__What is being asked__
The string "point" appears in some lines of the entries that follow; copy each such line.

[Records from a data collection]
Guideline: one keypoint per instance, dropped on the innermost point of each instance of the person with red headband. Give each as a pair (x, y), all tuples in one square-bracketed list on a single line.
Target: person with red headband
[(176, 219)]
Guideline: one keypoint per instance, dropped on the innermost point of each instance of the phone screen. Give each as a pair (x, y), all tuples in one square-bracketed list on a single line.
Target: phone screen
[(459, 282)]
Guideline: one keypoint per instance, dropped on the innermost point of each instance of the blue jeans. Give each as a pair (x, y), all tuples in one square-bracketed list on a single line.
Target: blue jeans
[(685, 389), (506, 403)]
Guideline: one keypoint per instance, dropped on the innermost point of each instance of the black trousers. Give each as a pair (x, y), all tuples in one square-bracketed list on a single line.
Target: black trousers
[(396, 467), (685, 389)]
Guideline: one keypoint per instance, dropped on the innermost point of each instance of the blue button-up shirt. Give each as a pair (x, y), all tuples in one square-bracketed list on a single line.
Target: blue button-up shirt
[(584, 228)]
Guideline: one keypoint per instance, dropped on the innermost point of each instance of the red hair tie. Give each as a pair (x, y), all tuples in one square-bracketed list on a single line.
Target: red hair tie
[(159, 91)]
---
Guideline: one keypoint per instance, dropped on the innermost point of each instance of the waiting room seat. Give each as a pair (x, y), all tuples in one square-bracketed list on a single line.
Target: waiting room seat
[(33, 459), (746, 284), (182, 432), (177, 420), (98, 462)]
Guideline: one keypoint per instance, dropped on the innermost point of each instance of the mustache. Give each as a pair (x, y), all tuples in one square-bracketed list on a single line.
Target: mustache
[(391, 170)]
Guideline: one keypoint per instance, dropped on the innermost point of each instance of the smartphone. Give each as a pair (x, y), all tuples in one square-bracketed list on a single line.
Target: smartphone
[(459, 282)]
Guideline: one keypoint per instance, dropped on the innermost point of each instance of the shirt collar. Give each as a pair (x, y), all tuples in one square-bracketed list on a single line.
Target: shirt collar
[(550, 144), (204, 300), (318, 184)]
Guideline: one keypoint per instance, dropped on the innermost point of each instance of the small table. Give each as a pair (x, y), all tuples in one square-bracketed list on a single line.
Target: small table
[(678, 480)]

__Exercise output__
Guideline: one keypoint per instance, dropped on the innermost point of each instance of the person with red headband. Give each as a pair (x, y), all tuples in one square-bracketed list on a single line.
Guideline: one keypoint per instance, dropped on the innermost point of each instance of the phone screen. Give each as a pair (x, y), all tuples in one square-bracketed list on a single line.
Guideline: one keypoint per instance, dropped on the innermost point of each instance of the blue jeans. Give each as a pair (x, y), all tuples in one square-bracketed list on a single line.
Guideline: one keypoint per instance, dropped on the innermost point of each instance of the black trousers. Give each as a pair (x, y), all tuples in one square-bracketed list on a single line.
Guideline: one keypoint per instance, dropped on the innermost point of each instance of the blue button-up shirt. Give each as a pair (x, y), all tuples in one square-bracketed list on a single line.
Guideline: one keypoint per instance, dropped on the innermost point of each instance of the red hair tie. Give each as a pair (x, y), all tuples in one square-bracketed list on a single line.
Guideline: one keypoint per instance, dropped on the innermost point of each instance of the waiting room seat. Give each as a pair (x, y), all tuples in one square-bracketed list on a single line.
Guideline: one keypoint per instance, dropped on the innermost point of each instance of the mustache. Give each as a pair (x, y), all tuples in one square-bracketed list on a single line.
Guideline: one keypoint per instance, dropped on the innermost point of each instance of the smartphone. Give each as a pair (x, y), all tuples in one square-bracketed list on a single line.
Guideline: one keypoint per instance, dropped on the innermost point of each instance of the shirt collar. Give each as a pair (x, y), all tuples in one square-bracketed list on a single line.
Guideline: one keypoint per instance, dropped on the innermost point of each instance of the small table. Give each as a pair (x, y), all tuples in one square-bracketed list on a single line.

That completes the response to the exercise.